» PROVIDED RECORDS

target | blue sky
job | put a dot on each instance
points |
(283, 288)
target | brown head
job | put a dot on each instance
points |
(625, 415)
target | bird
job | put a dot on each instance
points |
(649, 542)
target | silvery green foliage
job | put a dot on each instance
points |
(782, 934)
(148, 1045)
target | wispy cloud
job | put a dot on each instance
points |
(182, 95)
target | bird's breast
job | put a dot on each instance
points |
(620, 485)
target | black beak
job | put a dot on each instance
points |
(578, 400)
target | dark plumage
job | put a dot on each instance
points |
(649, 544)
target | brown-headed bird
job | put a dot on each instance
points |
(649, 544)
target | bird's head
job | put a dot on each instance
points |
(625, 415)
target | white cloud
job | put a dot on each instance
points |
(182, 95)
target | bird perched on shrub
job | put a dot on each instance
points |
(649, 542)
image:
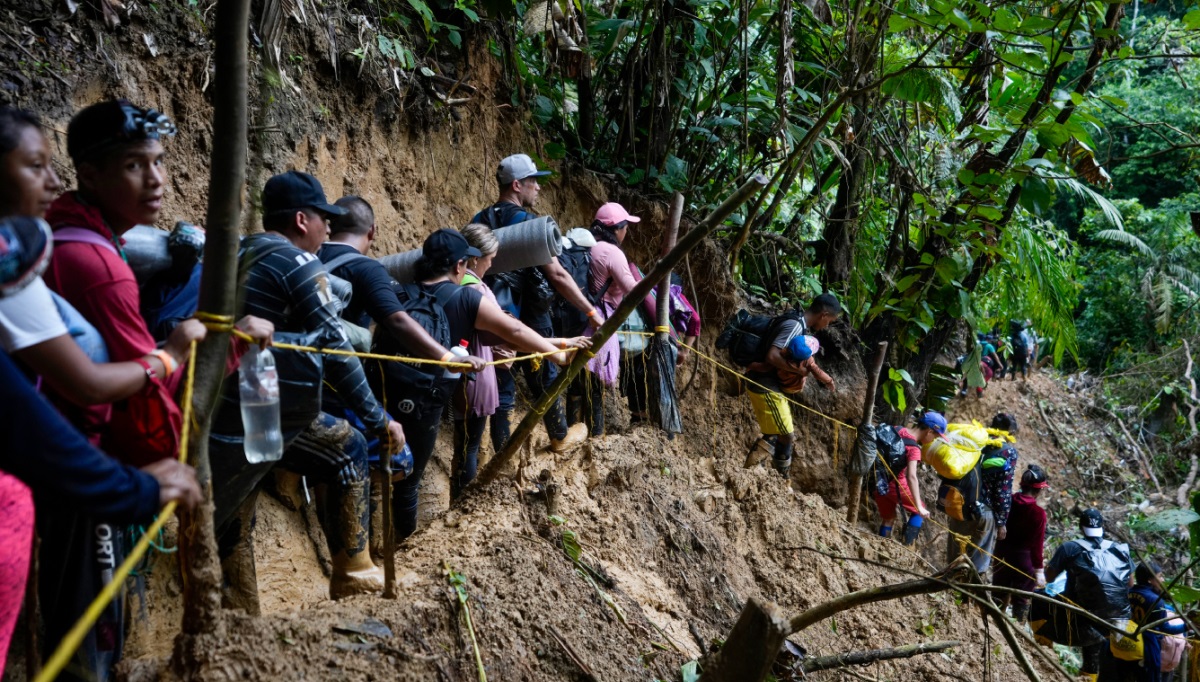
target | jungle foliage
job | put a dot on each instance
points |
(919, 151)
(941, 165)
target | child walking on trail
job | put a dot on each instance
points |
(780, 366)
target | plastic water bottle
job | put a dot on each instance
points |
(259, 387)
(459, 351)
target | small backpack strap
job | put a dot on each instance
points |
(342, 261)
(85, 237)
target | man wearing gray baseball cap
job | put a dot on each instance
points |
(533, 291)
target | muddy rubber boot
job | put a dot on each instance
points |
(348, 520)
(783, 461)
(761, 449)
(288, 489)
(912, 528)
(575, 436)
(377, 478)
(239, 586)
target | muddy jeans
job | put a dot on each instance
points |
(982, 532)
(329, 452)
(421, 432)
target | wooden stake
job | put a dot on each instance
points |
(693, 239)
(856, 479)
(864, 657)
(219, 294)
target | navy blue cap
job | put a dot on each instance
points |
(447, 247)
(25, 246)
(933, 420)
(293, 191)
(105, 126)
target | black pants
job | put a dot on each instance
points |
(538, 382)
(329, 452)
(468, 436)
(76, 561)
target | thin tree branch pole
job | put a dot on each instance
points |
(875, 654)
(965, 590)
(219, 294)
(802, 148)
(1181, 496)
(873, 384)
(689, 241)
(870, 596)
(669, 241)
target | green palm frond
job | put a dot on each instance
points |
(1128, 239)
(1164, 298)
(1081, 190)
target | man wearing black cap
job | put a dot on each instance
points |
(1099, 574)
(517, 179)
(285, 282)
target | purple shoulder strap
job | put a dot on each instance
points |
(84, 235)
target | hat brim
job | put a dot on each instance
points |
(330, 209)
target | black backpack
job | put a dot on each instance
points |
(1098, 579)
(892, 448)
(748, 336)
(420, 386)
(567, 318)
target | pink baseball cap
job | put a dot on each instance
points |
(613, 213)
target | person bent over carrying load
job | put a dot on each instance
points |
(960, 496)
(778, 356)
(897, 482)
(1019, 555)
(1099, 574)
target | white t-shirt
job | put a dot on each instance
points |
(29, 317)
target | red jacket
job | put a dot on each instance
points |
(101, 286)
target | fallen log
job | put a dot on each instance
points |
(875, 654)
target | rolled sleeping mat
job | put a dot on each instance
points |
(522, 245)
(527, 244)
(145, 247)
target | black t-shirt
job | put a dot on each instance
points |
(375, 295)
(533, 293)
(461, 310)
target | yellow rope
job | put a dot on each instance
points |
(75, 638)
(965, 540)
(225, 323)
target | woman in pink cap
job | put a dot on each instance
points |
(612, 281)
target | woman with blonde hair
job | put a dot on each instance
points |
(477, 400)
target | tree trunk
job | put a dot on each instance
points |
(219, 292)
(873, 656)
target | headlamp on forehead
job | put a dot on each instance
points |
(105, 126)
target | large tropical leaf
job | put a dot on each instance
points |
(1127, 239)
(1110, 211)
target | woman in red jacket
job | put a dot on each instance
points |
(1019, 552)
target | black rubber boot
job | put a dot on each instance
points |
(911, 533)
(783, 460)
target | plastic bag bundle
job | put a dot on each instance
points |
(953, 455)
(864, 450)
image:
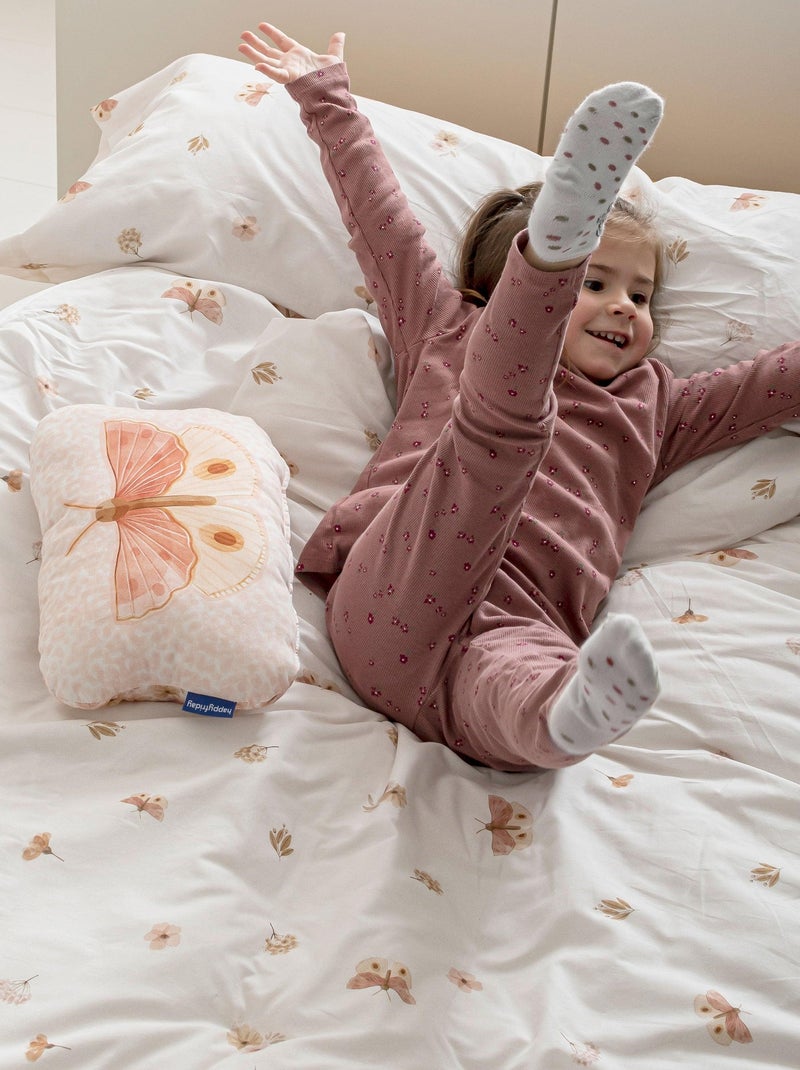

» WHAT YOU WILL DO
In the copy, include all records verbatim but no images.

» TASK RESULT
target | blue sky
job | put a dot on each instance
points |
(283, 288)
target | brown head
job | put a dot on each instance
points |
(625, 415)
target | bird
job | put a dot on each instance
points |
(649, 542)
target | silvery green foliage
job | put a dot on each instance
points |
(782, 934)
(148, 1045)
target | wispy cloud
job | put a dot on each instance
points |
(182, 95)
target | bird's breast
job | put a dot on each instance
points |
(620, 485)
target | black beak
job | put a dot on each instance
points |
(578, 400)
target | dark plumage
job | put a dot on each instance
points |
(649, 544)
target | brown-headed bird
job | put a dot on each instance
points |
(649, 544)
target | bird's head
job | put a dot on each instance
points |
(625, 415)
target | white cloud
job | put a dot on each instance
points |
(182, 95)
target | bird perched on shrub
job | put a dot on each instance
points |
(649, 542)
image:
target | jungle foliage
job | put a dot on each instance
points |
(919, 151)
(941, 165)
target | child walking on trail
job | put a dot on each instance
points |
(780, 366)
target | plastic water bottle
job | put a dot on each instance
points |
(259, 387)
(459, 351)
target | small backpack strap
job | put a dot on each instance
points |
(342, 261)
(85, 237)
target | man wearing gray baseball cap
job | put a dot on each instance
points |
(533, 291)
target | muddy rubber boot
job | put a dot on each instance
points |
(348, 520)
(783, 461)
(761, 449)
(288, 489)
(912, 528)
(575, 436)
(377, 478)
(239, 586)
target | muddy jeans
job | put a dot on each instance
points |
(982, 532)
(329, 452)
(421, 432)
target | wooden stake
job | put a dot on each instance
points |
(693, 239)
(856, 479)
(864, 657)
(219, 294)
target | navy blue cap
job | put a dot on each instance
points |
(447, 247)
(25, 246)
(933, 420)
(293, 191)
(105, 126)
target | black pants
job | put a dot on each instance
points |
(538, 382)
(329, 452)
(468, 436)
(76, 561)
target | thin tree branch pole
job | put a dot on each instance
points |
(875, 654)
(965, 590)
(219, 294)
(802, 148)
(1181, 496)
(873, 384)
(689, 241)
(870, 596)
(669, 241)
target | green palm frond
job | put a dot on each instance
points |
(1128, 239)
(1164, 298)
(1081, 190)
target | man wearing black cap
job | put a dot on each instance
points |
(1099, 574)
(517, 179)
(285, 282)
target | purple shoulder strap
job | put a dot on each instance
points |
(84, 235)
target | hat brim
job | put a dot on each instance
points |
(330, 209)
target | black backpack
job | put a dot on each instance
points |
(1098, 579)
(892, 448)
(748, 336)
(420, 386)
(567, 318)
target | pink baseball cap
job | put a dot on each instance
points |
(613, 213)
target | person bent over carrying load
job | put a dot on each instance
points |
(960, 496)
(778, 356)
(897, 482)
(1019, 555)
(1099, 574)
target | white t-shirt
job | put a dot on each instance
points |
(29, 317)
target | red jacket
job | put a dot on each instance
points |
(101, 286)
target | fallen log
job | put a dot on each instance
points |
(875, 654)
target | rolled sleeping mat
job | put a dot on each instance
points |
(522, 245)
(527, 244)
(145, 247)
target | black t-shirt
job | put a dot on each instance
points |
(375, 295)
(533, 293)
(461, 310)
target | yellow rope
job | put a dot on each instance
points |
(75, 638)
(965, 540)
(225, 323)
target | woman in pink cap
job | put a dot on each instance
points |
(612, 281)
target | woman with blonde hair
job | put a dot on each instance
points |
(477, 400)
target | tree trunk
job | put a dot on each instance
points |
(219, 292)
(873, 656)
target | headlamp on forehead
job | put a dot on each instance
points |
(105, 126)
target | large tropical leaf
job | put a dot on each instance
points |
(1127, 239)
(1110, 211)
target | woman in red jacket
job | put a dot on each instance
points |
(1019, 552)
target | black rubber boot
job | put a dot on each instance
points |
(911, 533)
(783, 460)
target | plastic bag bundle
job | put a dot on each instance
points |
(953, 455)
(864, 450)
image:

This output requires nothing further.